● 任务要求
改写以下全部材料，把每处“Prove me wrong”替换为“Show me”，其余文字一概不动。

(坐标标注条目)
+++
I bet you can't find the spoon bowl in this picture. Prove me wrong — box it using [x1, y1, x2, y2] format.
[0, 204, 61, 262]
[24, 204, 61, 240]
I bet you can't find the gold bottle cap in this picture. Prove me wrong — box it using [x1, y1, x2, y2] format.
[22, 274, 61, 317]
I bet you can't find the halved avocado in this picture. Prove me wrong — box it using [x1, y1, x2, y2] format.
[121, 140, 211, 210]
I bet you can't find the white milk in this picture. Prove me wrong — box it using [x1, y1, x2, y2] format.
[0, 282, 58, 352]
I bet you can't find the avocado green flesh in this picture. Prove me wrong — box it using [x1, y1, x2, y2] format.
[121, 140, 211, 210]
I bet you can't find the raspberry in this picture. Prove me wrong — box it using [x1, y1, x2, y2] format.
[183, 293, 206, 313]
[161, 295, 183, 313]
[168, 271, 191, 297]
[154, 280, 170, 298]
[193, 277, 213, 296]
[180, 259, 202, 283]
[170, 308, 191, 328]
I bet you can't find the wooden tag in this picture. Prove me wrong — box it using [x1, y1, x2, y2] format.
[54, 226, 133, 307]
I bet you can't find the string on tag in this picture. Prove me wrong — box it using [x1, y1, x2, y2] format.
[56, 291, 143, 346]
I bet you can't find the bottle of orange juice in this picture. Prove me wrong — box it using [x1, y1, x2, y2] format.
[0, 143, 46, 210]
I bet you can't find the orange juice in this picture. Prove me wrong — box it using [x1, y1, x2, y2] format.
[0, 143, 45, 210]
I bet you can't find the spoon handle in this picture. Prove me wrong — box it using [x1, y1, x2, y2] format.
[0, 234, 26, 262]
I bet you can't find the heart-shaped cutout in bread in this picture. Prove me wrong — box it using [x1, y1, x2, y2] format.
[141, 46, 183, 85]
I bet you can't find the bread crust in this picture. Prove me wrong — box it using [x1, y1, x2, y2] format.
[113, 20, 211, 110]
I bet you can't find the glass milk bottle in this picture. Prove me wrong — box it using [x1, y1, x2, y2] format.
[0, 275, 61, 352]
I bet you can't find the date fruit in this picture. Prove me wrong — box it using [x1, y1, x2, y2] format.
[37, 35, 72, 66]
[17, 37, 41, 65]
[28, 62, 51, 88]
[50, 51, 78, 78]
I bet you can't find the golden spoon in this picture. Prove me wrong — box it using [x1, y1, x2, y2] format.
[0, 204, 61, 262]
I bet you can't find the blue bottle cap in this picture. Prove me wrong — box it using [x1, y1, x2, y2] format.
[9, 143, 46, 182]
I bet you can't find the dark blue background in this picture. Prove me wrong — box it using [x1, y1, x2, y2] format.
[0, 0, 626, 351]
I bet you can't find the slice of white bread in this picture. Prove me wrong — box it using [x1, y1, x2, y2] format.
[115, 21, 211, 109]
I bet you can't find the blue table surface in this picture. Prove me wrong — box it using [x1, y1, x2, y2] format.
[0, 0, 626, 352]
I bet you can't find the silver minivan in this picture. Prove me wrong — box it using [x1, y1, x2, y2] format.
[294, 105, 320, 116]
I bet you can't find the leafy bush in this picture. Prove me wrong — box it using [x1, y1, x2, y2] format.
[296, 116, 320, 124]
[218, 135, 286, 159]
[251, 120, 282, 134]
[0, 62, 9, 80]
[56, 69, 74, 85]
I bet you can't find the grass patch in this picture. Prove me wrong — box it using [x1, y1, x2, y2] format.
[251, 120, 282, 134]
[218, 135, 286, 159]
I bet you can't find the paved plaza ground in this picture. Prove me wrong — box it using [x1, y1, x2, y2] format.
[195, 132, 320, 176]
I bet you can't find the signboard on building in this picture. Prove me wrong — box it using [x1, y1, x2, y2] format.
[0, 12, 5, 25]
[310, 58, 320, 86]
+++
● 参考答案
I bet you can't find the spoon bowl in this picture. Show me — box it using [x1, y1, x2, y2] format.
[0, 204, 61, 262]
[24, 204, 61, 240]
I bet you can't find the gold bottle cap in this picture. Show me — box it using [x1, y1, x2, y2] format.
[22, 274, 61, 317]
I bet you can't find the halved avocado in this picture. Show me — box it using [x1, y1, x2, y2] format.
[121, 140, 211, 210]
I bet you can't find the white milk in this picture. Show me — box it using [x1, y1, x2, y2] format.
[0, 282, 58, 352]
I bet you can't find the avocado green flesh in this picture. Show me — box it using [x1, y1, x2, y2] format.
[121, 140, 211, 210]
I bet you can't find the raspberry in this picture. Show me — box it using [x1, y1, x2, y2] format.
[183, 293, 206, 313]
[161, 295, 183, 313]
[168, 271, 191, 297]
[154, 280, 170, 298]
[193, 277, 213, 296]
[180, 259, 202, 283]
[170, 308, 191, 328]
I bet you can't find the wooden tag in this picture. Show me — box it using [x1, y1, x2, y2] format.
[54, 226, 133, 307]
I bet you can't find the string on tag in this picture. Show me — box it using [x1, y1, x2, y2] format.
[56, 291, 143, 346]
I bet you can't find the bottle of orange juice in this picture. Show me — box it using [x1, y1, x2, y2] format.
[0, 143, 46, 210]
I bet you can't find the orange juice in this picture. Show me — box it using [x1, y1, x2, y2] format.
[0, 143, 45, 210]
I bet you can't find the spoon handle in this picture. Show me — box it using [x1, y1, x2, y2] format.
[0, 234, 26, 262]
I bet you can't find the heart-shaped cutout in bread in this picture. Show me — box it using [x1, y1, x2, y2] format.
[141, 46, 183, 85]
I bet you can't find the bread crust in this picture. Show me — box it using [x1, y1, x2, y2] format.
[113, 20, 211, 110]
I bet you can't find the glass milk bottle in this picture. Show me — box it using [x1, y1, x2, y2] format.
[0, 275, 61, 352]
I bet you can't find the date fruit in this picture. Show me — box it using [x1, y1, x2, y2] format.
[37, 35, 72, 66]
[17, 37, 41, 65]
[28, 62, 51, 88]
[50, 51, 78, 78]
I bet you can't find the golden spoon in this picture. Show me — box it using [x1, y1, x2, y2] format.
[0, 204, 61, 262]
I bet you can't find the blue bottle cap in this picture. Show me — box it using [x1, y1, x2, y2] format.
[9, 143, 46, 182]
I bet you can't find the dark blue background in this picture. Show me — box it using [x1, y1, x2, y2] format.
[0, 0, 626, 351]
I bet you can't find the slice of white bread in this picture. Show me — box it using [x1, y1, x2, y2] format.
[115, 21, 211, 109]
I bet you can't find the blue table surface in this picture. Show me — box it using [x1, y1, x2, y2] format.
[0, 0, 626, 352]
I bet you can't find the silver minivan in this picture. Show me — box it using [x1, y1, x2, y2] format.
[294, 105, 320, 116]
I bet you can't find the leafy bush in this picture. Show me — box it using [x1, y1, x2, y2] format.
[296, 116, 320, 124]
[218, 135, 286, 159]
[251, 120, 282, 134]
[0, 62, 9, 80]
[56, 69, 74, 85]
I bet you can't find the grass patch in this picture. Show me — box it using [x1, y1, x2, y2] format.
[251, 120, 282, 134]
[218, 135, 286, 159]
I bet you can't find the paved plaza ground in this picture. Show me — box it using [x1, y1, x2, y2] format.
[195, 132, 320, 176]
I bet you can't find the signboard on building in this picture. Show me — box it using [x1, y1, x2, y2] format.
[0, 12, 5, 25]
[310, 58, 320, 86]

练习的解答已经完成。